__Given passage__
Solve A Real Problem First

📝 usncan Note: Solve A Real Problem First
Disclaimer: This content has been prepared based on currently trending topics to increase your awareness.
Digital generated image of abstract AI data chat icons flying over digital surface with codes
We’re living in the age of copy-paste intelligence. You can spin up an AI-powered landing page in 15 minutes, plug in a few GPT calls, and it’ll even write its own press release. The tools are impressive. But most of what gets built doesn’t stick.
The real issue isn’t a lack of AI, it’s a lack of purpose. Many products skip the part where they answer: Why does this need to exist?
Too many products today are beautifully packaged but hollow. A glossy AI wrapper with no meaningful problem underneath. Founders get caught up in the novelty and forget to ask the most important question: What are we really solving?
Great products start at the breaking points. Where something is frustrating, slow, tedious, or emotionally draining. That’s where the value is. AI should quietly support that, not be the entire pitch.

__Questions to answer__
1/ In the article about solving a real problem first, how long does it take to spin up an AI-powered landing page?
2/ Duplicate the article about solving a real problem first word for word, starting with "The real issue" and going on through "the entire pitch.".
3/ Pick up the article about solving a real problem first after its last sentence and keep writing it.

__Dataset content__
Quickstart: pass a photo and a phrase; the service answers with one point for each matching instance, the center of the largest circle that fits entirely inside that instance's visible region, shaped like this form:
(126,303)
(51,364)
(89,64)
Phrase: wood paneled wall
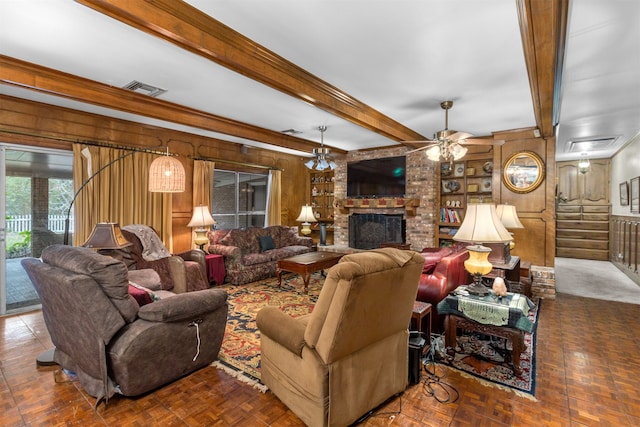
(624,251)
(535,243)
(31,123)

__Answers to this exercise__
1/ 15 minutes.

2/
The real issue isn’t a lack of AI, it’s a lack of purpose. Many products skip the part where they answer: Why does this need to exist?
Too many products today are beautifully packaged but hollow. A glossy AI wrapper with no meaningful problem underneath. Founders get caught up in the novelty and forget to ask the most important question: What are we really solving?
Great products start at the breaking points. Where something is frustrating, slow, tedious, or emotionally draining. That’s where the value is. AI should quietly support that, not be the entire pitch.

3/
Start With Problem, Not the Solution
A lot of AI products today start with the technology. The model comes first. Then comes the scramble for a use case.
That’s backwards.
The best ideas start with a real-world problem. Something that’s annoying, inefficient, or consistently painful. That’s where AI can make a real difference.
Take something as specific (and surprisingly frustrating) as naming a company. It sounds simple, until you try. Founders spend hours searching for something that feels right – a name that fits the story, the tone, the ambition. But they often settle for whatever’s available.
Keyword-based search tools don’t help much in finding great domain names. You enter a word, get back a bunch of literal matches. Some might be close. Most aren’t.
But that’s not how people think. They search in feelings. In phrases.
“Something calming but confident.”
“A name that sounds smart but not cold.”
That’s not a search problem. It’s a language problem.
We built semantic search at Atom.com not to showcase AI, but to bridge the gap between how people describe what they want and how results are typically delivered.
One founder, for example, was building a modern parenting brand. She didn’t search for “baby” or “mom.” She searched for something that felt timeless and trustworthy, something that could evolve with the brand. The name she picked wasn’t obvious. But it clicked. Because it captured the feeling, not just the words.
That’s what AI should do. Not call attention to itself, but quietly help people get to a better answer.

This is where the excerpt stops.